▶ Requirement
The whole listing is to be printed again exactly.
==*==
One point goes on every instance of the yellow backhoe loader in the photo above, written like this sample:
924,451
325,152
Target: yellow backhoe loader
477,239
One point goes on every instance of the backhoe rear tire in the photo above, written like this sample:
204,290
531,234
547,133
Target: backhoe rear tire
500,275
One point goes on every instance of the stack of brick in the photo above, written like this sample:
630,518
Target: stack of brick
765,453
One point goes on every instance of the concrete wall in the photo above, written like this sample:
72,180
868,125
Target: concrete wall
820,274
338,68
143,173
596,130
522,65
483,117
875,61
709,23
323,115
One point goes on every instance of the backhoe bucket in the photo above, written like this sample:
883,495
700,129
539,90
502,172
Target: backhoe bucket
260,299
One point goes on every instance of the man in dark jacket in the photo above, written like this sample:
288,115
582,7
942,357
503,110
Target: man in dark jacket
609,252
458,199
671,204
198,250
==*==
▶ Answer space
One point goes on every instance of the yellow backhoe loader in the photo above, written like this sample:
924,451
325,152
Target: yellow backhoe loader
477,239
One point goes on every instance of the backhoe rear tire in the photo above, written like this sample:
204,290
531,234
547,133
Target: backhoe rear tire
500,275
One point goes on every instance of the stack of brick in the photo above, written like this sample:
630,518
Target: stack of brick
765,453
One point goes on every instance of the concrete wall in the photo above, written like this sample:
72,180
868,125
Target: concrete wall
820,274
338,68
143,173
596,130
522,65
483,117
875,61
709,23
323,115
One point goes on every instance of the backhoe bucket in the photo above, written like this sample:
883,495
700,129
539,90
502,172
Target: backhoe bucket
260,299
One point goes on every instance of the man in dark jacket in the photo above, written like this sample:
288,115
582,7
942,357
503,110
Target: man in dark jacket
609,252
458,199
671,204
198,250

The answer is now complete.